* **Text segment**
— BEGIN —

# Looking for Switzerland Paph & Phrag Growers



## Tazman (Jan 24, 2009)

Gute Morge,

Question! My name is Tony whitaker, former owner of Kingswood Orchids. I once had a greenhouse and several awarded Paphs and Phrags which are now gone since i have moved to Basel, Switzerland. I am now looking for a grower in the northern Switzerland or southern Germany area. The only things I can find are these crappy looking Maudiaes in the flower shops and local grocers.

I appreciate any help.

Good luck to all you beginner growers of this wonderful genus.


----------



## NYEric (Jan 24, 2009)

Welcome from NYC!


----------



## Kavanaru (Jan 24, 2009)

Hi Tony,

here around you have:

http://www.swissorchid.com/ & http://www.neeri-orchids.ch/

also http://www.orchideenshop.ch/ <-- They have a lot more plants than in the website. and a lot of very interesting ones too  They will be the first two weeks of February attending the Orchids Show in Basel.

— END —

* **Written problem 1**
List each line of the listing that contains the string "stone", matching case exactly.
The orchid forum thread has no connection to the listing.

* **Given records**
— BEGIN —

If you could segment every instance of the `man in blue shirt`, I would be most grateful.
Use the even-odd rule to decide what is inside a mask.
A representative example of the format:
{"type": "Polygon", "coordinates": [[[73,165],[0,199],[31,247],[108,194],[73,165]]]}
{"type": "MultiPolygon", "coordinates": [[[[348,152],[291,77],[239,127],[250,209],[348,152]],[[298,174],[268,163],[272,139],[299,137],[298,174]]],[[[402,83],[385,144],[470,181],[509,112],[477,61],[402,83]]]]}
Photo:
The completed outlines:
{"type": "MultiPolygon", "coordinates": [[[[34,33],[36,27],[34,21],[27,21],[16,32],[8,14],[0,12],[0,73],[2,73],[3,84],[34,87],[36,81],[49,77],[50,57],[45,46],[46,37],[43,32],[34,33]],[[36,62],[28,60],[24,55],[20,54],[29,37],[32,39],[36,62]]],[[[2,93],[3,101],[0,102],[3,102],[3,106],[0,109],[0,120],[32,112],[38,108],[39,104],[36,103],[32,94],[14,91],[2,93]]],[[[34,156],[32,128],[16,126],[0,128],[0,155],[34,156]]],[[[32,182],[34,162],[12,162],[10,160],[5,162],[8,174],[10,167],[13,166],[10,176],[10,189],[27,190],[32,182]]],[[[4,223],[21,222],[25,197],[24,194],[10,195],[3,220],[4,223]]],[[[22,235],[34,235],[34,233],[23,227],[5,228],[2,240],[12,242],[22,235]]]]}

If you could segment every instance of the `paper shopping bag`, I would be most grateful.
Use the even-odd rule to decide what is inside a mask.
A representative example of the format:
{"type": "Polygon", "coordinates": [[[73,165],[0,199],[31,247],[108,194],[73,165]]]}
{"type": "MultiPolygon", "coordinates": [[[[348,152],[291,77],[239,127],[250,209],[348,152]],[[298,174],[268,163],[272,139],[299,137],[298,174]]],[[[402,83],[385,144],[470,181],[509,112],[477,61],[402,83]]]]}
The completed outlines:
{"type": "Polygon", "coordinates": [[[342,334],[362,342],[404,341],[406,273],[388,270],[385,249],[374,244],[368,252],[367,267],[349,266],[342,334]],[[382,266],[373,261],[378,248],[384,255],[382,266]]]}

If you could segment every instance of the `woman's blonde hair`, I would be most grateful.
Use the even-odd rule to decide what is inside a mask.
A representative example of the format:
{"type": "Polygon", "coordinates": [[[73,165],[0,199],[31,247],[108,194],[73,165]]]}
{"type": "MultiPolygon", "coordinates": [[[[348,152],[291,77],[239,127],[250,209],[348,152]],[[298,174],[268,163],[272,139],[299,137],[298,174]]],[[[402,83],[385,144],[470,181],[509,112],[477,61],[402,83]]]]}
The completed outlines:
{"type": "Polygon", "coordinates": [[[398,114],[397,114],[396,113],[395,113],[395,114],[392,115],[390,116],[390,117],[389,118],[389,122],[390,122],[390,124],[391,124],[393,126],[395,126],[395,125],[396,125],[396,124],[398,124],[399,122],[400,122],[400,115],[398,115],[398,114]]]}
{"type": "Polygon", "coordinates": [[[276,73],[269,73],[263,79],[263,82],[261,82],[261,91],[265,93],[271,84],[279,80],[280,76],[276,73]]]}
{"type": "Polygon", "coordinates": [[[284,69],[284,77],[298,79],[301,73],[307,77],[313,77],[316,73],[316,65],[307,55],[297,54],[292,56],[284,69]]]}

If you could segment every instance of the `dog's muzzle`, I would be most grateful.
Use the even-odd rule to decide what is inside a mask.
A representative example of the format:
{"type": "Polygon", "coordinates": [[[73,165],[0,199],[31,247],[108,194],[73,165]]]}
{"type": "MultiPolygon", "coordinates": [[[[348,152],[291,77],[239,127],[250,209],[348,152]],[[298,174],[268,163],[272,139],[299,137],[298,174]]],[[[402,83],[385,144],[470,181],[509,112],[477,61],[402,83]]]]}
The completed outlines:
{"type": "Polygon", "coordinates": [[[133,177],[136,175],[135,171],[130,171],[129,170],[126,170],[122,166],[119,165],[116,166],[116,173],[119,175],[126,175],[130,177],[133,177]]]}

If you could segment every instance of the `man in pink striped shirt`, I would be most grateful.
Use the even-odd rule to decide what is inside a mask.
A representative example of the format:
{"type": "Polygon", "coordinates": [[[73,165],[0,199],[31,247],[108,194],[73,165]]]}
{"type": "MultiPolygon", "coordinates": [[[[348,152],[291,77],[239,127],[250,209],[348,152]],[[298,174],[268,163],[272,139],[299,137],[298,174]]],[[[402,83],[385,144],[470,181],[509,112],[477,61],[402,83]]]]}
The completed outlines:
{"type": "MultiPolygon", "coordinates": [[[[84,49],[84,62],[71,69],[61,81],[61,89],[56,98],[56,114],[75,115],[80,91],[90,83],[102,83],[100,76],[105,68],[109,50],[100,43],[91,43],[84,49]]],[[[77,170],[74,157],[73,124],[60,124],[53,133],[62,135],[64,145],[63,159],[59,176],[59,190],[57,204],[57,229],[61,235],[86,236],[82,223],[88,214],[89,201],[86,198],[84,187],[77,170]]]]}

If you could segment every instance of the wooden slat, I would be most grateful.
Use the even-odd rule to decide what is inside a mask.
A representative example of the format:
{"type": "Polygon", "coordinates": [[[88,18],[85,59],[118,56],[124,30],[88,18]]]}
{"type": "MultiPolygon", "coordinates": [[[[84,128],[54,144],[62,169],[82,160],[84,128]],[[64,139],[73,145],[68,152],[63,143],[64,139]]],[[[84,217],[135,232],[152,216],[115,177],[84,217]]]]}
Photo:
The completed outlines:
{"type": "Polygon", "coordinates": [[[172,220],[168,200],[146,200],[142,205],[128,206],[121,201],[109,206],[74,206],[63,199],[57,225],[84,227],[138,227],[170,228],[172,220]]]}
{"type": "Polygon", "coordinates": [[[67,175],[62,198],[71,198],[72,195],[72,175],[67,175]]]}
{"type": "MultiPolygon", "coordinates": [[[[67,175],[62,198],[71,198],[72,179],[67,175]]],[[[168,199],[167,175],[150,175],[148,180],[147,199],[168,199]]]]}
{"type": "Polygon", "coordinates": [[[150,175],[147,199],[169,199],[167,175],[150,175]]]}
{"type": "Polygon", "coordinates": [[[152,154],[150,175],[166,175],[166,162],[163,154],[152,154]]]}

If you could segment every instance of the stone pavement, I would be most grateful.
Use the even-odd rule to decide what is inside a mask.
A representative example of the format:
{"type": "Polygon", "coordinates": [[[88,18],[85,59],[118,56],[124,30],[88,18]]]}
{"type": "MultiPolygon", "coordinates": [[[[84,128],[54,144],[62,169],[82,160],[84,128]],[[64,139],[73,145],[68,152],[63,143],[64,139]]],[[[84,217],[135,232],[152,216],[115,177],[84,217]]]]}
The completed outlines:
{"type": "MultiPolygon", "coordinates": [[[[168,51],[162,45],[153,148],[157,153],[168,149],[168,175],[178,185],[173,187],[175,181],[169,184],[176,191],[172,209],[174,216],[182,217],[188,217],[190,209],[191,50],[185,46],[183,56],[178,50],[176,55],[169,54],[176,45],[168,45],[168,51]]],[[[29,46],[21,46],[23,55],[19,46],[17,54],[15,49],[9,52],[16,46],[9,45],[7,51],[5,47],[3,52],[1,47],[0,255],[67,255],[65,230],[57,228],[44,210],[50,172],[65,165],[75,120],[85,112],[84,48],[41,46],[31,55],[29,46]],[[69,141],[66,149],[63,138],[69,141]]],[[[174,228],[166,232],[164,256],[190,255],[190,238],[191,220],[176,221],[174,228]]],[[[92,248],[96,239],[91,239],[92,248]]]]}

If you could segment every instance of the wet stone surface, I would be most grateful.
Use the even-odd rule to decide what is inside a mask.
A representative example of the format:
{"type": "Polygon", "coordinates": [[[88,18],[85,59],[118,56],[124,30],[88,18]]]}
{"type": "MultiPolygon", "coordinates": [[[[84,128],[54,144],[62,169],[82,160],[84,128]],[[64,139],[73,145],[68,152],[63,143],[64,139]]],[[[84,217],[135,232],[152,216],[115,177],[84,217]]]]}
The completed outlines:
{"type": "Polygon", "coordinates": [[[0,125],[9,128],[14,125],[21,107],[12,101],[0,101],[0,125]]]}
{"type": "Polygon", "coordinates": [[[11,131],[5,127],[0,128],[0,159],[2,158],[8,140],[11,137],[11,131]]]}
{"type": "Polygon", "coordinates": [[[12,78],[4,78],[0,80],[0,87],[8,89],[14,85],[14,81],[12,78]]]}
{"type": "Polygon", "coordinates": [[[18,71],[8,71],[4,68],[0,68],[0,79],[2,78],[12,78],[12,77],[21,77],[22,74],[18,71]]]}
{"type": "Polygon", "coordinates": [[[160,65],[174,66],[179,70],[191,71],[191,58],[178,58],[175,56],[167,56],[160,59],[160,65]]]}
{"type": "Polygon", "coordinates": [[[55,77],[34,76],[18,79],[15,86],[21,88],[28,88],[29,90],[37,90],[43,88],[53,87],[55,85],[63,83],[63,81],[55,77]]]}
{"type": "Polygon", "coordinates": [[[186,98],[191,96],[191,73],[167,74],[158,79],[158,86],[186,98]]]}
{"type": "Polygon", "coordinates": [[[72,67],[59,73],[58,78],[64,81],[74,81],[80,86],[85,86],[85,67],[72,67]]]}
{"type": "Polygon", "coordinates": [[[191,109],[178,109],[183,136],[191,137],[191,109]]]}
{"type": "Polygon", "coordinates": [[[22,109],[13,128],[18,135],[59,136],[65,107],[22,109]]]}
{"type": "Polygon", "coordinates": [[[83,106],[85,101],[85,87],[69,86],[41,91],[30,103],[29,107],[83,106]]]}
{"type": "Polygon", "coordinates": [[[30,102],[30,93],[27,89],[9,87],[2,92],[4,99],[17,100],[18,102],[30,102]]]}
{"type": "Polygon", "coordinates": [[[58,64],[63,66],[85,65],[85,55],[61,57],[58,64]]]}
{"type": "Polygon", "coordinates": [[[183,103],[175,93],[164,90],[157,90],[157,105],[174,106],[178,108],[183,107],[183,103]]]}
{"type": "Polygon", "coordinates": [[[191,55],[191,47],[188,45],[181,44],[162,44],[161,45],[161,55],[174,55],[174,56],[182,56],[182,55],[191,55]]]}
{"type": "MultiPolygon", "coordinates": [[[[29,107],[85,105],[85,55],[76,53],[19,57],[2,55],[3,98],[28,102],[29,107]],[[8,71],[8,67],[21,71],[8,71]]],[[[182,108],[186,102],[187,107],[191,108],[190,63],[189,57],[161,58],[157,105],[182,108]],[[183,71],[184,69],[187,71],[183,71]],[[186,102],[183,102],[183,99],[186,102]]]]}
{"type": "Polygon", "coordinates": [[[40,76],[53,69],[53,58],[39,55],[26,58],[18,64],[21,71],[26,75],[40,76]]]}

— END —

* **Written problem 2**
According to the orchid forum thread, why are Tony's awarded Paphs and Phrags gone?

* **Correct result 1**
If you could segment every instance of the stone pavement, I would be most grateful.
If you could segment every instance of the wet stone surface, I would be most grateful.

* **Correct result 2**
They are gone because he moved to Basel, Switzerland.